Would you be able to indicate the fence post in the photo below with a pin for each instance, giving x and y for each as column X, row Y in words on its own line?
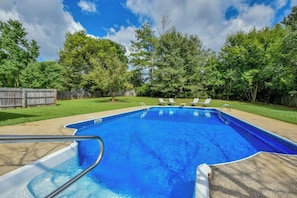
column 24, row 98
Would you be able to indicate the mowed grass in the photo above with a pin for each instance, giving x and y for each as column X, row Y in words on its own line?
column 82, row 106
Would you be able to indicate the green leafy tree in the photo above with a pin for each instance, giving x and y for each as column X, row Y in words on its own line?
column 16, row 53
column 250, row 58
column 180, row 65
column 143, row 51
column 48, row 74
column 109, row 74
column 291, row 19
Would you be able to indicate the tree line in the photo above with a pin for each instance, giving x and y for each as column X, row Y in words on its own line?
column 259, row 65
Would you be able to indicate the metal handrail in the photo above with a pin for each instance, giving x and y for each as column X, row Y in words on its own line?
column 55, row 138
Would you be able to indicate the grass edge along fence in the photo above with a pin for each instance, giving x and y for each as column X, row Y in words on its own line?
column 23, row 97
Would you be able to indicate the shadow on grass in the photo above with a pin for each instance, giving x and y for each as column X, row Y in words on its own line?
column 109, row 100
column 8, row 116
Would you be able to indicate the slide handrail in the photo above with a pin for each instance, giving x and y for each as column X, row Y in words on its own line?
column 57, row 138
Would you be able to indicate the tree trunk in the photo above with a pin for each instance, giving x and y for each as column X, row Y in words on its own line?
column 254, row 92
column 112, row 97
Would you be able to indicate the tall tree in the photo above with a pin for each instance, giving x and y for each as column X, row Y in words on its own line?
column 291, row 19
column 48, row 74
column 75, row 57
column 180, row 65
column 143, row 51
column 250, row 57
column 16, row 52
column 109, row 74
★ ★ ★ ★
◆ **Stated exercise**: In the rows above, please lay out the lines from the one containing "Would you be able to indicate the grass" through the one containing "column 8, row 116" as a JSON list of strings, one string per line, with blank lines left out.

◆ **Exercise output**:
[
  "Would you be able to indicate the grass edge along fence in the photo above with a pin for each instance, giving x and y for each as column X, row Y in words on its own line?",
  "column 23, row 97",
  "Would you be able to indicate the shadow on grass in the photo above with a pin for each instance, giving x and y for each as column X, row Y in words on its own line?",
  "column 109, row 100",
  "column 8, row 116"
]